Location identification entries
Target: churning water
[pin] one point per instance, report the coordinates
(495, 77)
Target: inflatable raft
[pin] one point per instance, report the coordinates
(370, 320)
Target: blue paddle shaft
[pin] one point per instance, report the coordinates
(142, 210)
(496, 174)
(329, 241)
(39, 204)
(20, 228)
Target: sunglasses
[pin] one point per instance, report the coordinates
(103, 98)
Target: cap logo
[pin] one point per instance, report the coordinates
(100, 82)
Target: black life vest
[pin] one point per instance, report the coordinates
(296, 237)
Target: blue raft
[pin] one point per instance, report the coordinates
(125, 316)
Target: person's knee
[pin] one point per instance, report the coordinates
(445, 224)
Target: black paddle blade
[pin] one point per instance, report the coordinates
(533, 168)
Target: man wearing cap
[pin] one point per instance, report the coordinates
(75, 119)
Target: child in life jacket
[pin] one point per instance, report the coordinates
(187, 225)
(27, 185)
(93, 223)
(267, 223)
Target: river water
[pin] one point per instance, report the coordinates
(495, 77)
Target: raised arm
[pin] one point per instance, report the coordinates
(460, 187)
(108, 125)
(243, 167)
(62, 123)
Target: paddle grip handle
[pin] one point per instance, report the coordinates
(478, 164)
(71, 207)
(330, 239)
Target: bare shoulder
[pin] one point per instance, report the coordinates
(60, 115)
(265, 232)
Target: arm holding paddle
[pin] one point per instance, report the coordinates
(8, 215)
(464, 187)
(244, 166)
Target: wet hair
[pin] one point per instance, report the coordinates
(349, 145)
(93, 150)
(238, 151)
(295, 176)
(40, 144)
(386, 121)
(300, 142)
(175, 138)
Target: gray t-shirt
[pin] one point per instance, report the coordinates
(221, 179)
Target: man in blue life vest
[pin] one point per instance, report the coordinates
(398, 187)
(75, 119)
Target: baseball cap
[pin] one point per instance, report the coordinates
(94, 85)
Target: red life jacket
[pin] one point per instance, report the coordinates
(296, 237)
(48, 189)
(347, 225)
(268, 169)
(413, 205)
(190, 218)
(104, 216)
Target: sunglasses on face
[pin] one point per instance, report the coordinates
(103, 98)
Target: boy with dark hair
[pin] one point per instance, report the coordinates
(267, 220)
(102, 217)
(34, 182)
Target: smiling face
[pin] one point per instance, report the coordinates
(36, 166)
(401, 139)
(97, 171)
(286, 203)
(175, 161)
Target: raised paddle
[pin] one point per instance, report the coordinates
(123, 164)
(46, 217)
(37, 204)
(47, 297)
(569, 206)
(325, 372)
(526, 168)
==
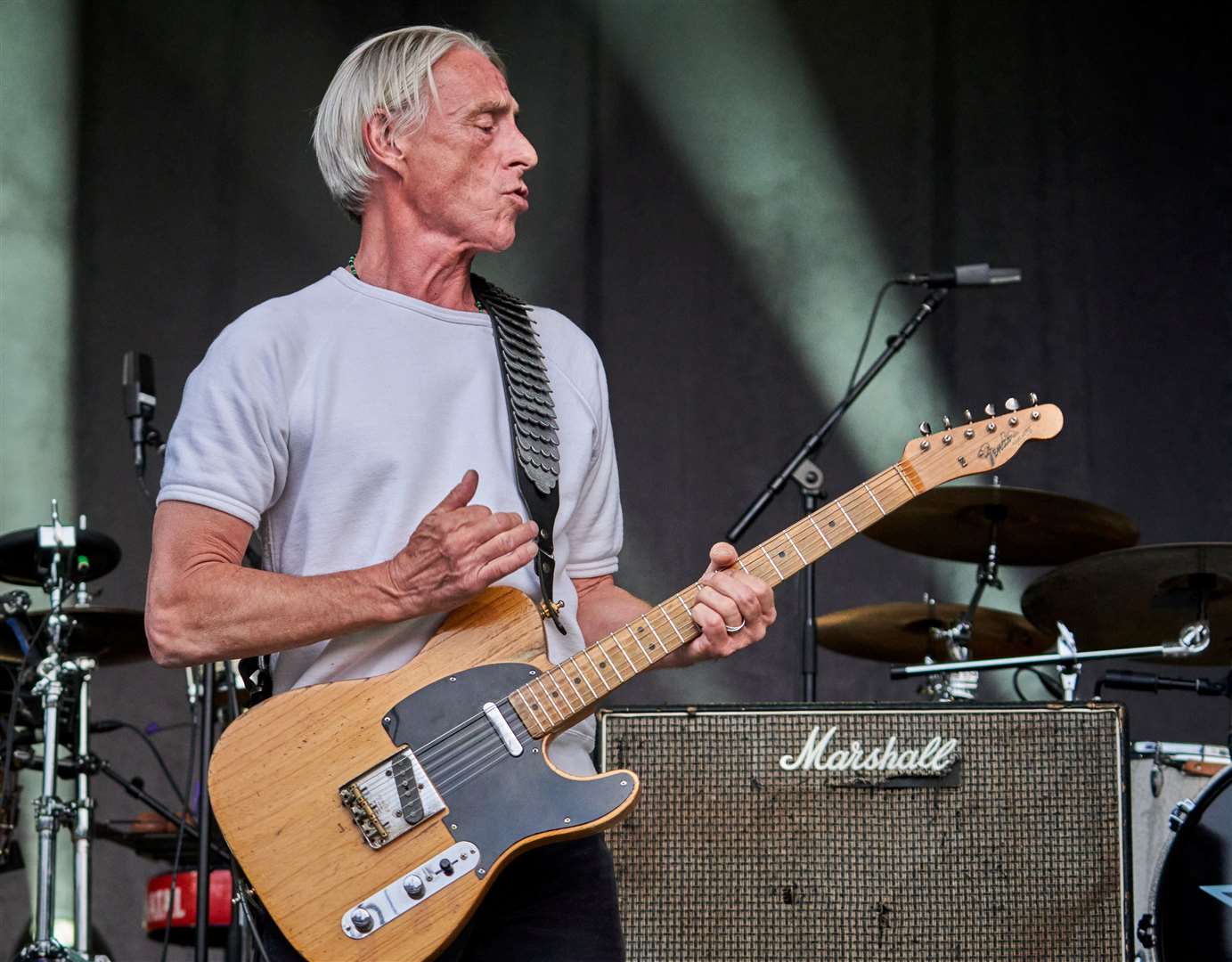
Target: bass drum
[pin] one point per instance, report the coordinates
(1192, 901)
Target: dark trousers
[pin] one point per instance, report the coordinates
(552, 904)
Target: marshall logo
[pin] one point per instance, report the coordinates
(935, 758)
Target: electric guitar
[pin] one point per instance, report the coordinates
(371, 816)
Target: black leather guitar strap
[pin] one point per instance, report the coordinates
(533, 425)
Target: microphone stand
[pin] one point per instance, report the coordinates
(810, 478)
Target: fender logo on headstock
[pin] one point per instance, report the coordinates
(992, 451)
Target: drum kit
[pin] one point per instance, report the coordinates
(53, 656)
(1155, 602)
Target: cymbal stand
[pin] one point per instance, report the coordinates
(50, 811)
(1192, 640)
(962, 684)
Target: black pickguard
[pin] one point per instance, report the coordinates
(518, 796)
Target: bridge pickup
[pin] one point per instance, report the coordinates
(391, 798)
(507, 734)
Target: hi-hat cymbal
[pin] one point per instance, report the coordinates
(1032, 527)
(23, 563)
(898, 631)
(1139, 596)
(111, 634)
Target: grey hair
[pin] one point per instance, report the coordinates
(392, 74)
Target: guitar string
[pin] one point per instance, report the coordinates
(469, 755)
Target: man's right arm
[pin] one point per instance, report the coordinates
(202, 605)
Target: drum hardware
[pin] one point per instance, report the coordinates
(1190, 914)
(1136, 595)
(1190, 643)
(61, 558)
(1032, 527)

AIM
Identify every line above that contains the word "life", and copy each of those lines.

FULL RESPONSE
Target: black life vest
Target: child in life jacket
Target: man in blue life vest
Target: red life jacket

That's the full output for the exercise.